Exercise
Produce a faithful copy of the data, one that leaves out the pictures.
------ Record set
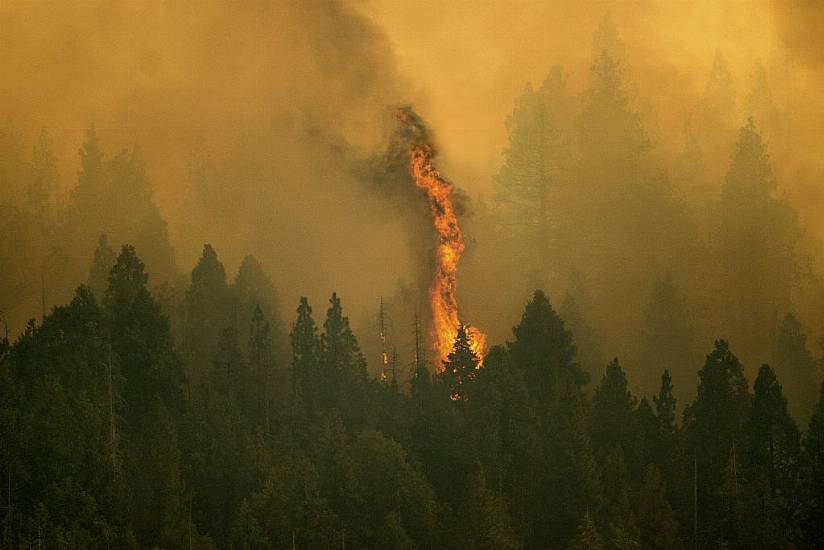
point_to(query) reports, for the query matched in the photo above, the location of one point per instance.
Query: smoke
(268, 127)
(250, 117)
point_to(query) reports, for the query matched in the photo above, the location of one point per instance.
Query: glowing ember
(442, 293)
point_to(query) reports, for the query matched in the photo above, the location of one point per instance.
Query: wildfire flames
(442, 292)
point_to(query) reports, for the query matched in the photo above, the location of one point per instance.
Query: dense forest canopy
(215, 276)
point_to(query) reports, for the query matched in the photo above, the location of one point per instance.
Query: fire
(442, 292)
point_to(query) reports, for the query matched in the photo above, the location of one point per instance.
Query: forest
(232, 253)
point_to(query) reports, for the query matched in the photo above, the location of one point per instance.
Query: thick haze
(279, 107)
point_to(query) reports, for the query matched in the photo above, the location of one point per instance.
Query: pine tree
(260, 357)
(757, 237)
(44, 189)
(713, 426)
(305, 357)
(797, 367)
(141, 338)
(612, 413)
(665, 403)
(760, 105)
(587, 536)
(667, 327)
(343, 378)
(460, 367)
(586, 340)
(812, 479)
(534, 160)
(712, 124)
(656, 519)
(565, 480)
(543, 347)
(770, 453)
(104, 258)
(483, 522)
(206, 311)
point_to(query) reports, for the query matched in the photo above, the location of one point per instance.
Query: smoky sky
(290, 101)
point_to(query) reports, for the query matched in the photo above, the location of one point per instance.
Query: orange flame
(442, 292)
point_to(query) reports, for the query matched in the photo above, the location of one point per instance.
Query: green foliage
(460, 367)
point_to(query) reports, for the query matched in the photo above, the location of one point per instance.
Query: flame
(442, 292)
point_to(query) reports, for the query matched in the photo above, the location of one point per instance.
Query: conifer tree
(713, 425)
(796, 366)
(587, 536)
(770, 453)
(666, 327)
(343, 378)
(460, 367)
(141, 338)
(260, 358)
(44, 189)
(305, 357)
(104, 258)
(612, 412)
(206, 311)
(656, 519)
(812, 478)
(757, 239)
(483, 522)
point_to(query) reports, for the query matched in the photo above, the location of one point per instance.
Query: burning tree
(443, 289)
(460, 366)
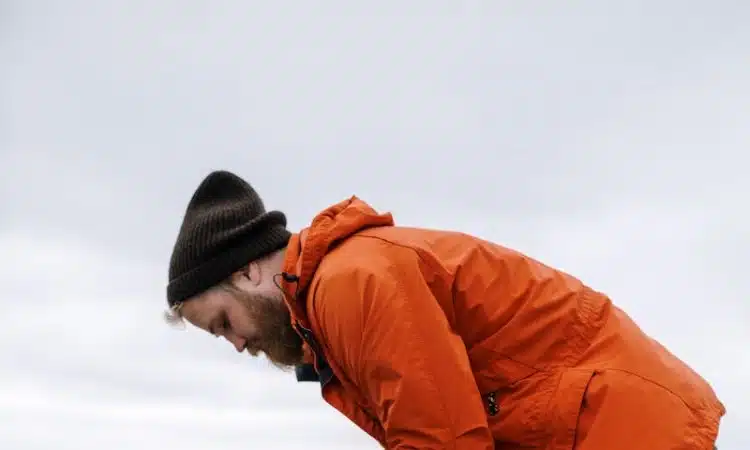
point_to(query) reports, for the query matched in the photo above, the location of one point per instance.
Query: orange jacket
(432, 339)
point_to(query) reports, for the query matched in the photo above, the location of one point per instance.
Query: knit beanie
(225, 227)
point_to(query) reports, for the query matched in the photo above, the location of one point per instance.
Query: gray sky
(605, 138)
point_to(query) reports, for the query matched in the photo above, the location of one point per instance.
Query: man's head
(224, 268)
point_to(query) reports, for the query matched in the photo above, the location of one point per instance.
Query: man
(431, 339)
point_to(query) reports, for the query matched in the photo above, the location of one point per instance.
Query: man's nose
(238, 342)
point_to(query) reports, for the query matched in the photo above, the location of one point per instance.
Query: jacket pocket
(565, 407)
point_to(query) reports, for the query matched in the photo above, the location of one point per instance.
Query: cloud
(607, 140)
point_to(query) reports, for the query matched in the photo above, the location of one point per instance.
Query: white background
(605, 138)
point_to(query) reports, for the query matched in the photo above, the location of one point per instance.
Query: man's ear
(248, 274)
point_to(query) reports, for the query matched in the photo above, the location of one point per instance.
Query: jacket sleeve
(388, 333)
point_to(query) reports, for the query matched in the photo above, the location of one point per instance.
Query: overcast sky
(608, 139)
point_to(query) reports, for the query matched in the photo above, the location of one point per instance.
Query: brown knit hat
(225, 227)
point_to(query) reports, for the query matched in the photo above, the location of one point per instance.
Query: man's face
(253, 321)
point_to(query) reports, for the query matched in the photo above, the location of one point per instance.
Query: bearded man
(431, 339)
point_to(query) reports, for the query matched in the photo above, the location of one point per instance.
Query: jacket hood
(307, 248)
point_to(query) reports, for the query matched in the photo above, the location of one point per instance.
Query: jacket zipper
(491, 401)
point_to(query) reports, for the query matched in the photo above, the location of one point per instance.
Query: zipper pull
(492, 407)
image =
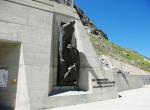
------------
Task answer
point_to(query) reports, for the query matched in the photo above, the location of one point per instance.
Query: smoke
(268, 127)
(250, 117)
point_to(query) reports, for the query matched in the photo above, the location of one point per instance.
Query: glowing ember
(442, 293)
point_to(query) reports, for the query matched in the photo above, the location of one point per instance.
Query: wildfire flames
(442, 292)
point_to(query) reports, for the query matched in the photo above, the location of one point per instance.
Query: dense forest canopy
(215, 276)
point_to(query) reports, for the query matched in the photo above, the location of one point per instance.
Query: fire
(442, 292)
point_to(query) reports, for the query matched in the photo above, the location of one point per instance.
Query: forest
(232, 253)
point_to(query) reports, for the query matched in the photo above, the location of one point per instance.
Query: thick haze
(279, 107)
point_to(query) reports, for the query matched in the photo above, the location of one point per instance.
Query: pine tree
(260, 357)
(757, 237)
(44, 189)
(713, 426)
(305, 357)
(797, 367)
(141, 338)
(612, 413)
(665, 403)
(760, 105)
(587, 536)
(667, 327)
(343, 378)
(460, 367)
(586, 340)
(812, 479)
(534, 160)
(712, 124)
(656, 519)
(565, 480)
(543, 347)
(770, 453)
(104, 258)
(483, 522)
(206, 311)
point_to(query) reports, for the query matched in the photo above, the location of one point per instance.
Query: smoky sky
(290, 101)
point_to(query) reports, for the query matched in the photo above, the location of one point per instance.
Query: orange flame
(442, 292)
point_to(query) reports, for the query matched in the photo above, the location of one point per instance.
Query: green foliage
(460, 367)
point_to(query) reports, for the query matched in the photo above, the location of one point per instance.
Query: flame
(442, 292)
point_to(query) reports, for the query matched in the photo above, the location of one point per instance.
Query: conifer tree
(713, 425)
(796, 366)
(587, 536)
(770, 453)
(666, 327)
(343, 378)
(460, 367)
(141, 338)
(260, 358)
(44, 189)
(305, 357)
(104, 258)
(612, 412)
(206, 311)
(656, 519)
(812, 478)
(757, 239)
(483, 522)
point_to(query) reports, for the query matched in the photo above, the location of one point per instance.
Query: burning tree
(443, 289)
(460, 366)
point_to(query) reports, for the query matched in the photo above, the location of one point per instance.
Query: orange jacket
(432, 339)
point_to(query) reports, for the query matched in the photo above, the location of one point per instance.
Query: knit beanie
(225, 227)
point_to(query) reports, for the query matched in the photo above, the location of one point per instance.
Query: gray sky
(605, 138)
point_to(query) reports, for the query matched in the photo above, the location of one point per instance.
Query: man's head
(224, 268)
point_to(query) reports, for the query matched in the photo above, the location of one point per instance.
Query: man
(431, 339)
point_to(query) reports, for the query matched in the photo above, the location of one point per instance.
Query: man's nose
(238, 342)
point_to(query) reports, for the query matched in the photo above, the location of one point per instance.
Query: jacket pocket
(565, 407)
point_to(query) reports, for the query matched in the photo above, the location of one point per instance.
Query: cloud
(607, 140)
point_to(query) reports, for the query matched in the photo above, the location of one point per instance.
Query: white background
(605, 138)
point_to(query) reports, for the query matched in the photo above, the location of one point per instance.
Query: man's ear
(248, 274)
point_to(query) reports, for the query matched in the photo above, the location of one point per instance.
Query: jacket sleeve
(388, 333)
point_to(query) reports, for the query matched in the photo above, the location of one point per instance.
Query: overcast sky
(608, 139)
point_to(query) reports, for the query matched in the photo above, the location of one point per instance.
Query: brown knit hat
(225, 227)
point_to(query) reports, for the query matched in the photo above, the location of one point per instance.
Query: man's face
(253, 321)
point_to(query) reports, for the query matched in the photo above, the location of one point per instance.
Query: bearded man
(431, 339)
point_to(query) reports, for the query matched in the photo above, the location of one point per instance.
Query: jacket hood
(307, 248)
point_to(query) reports, for the query matched in the photo above, the location of one point per instance.
Query: jacket zipper
(491, 401)
point_to(query) reports, for the query matched in the photo above, the location of one point per instance.
Query: zipper pull
(492, 407)
image =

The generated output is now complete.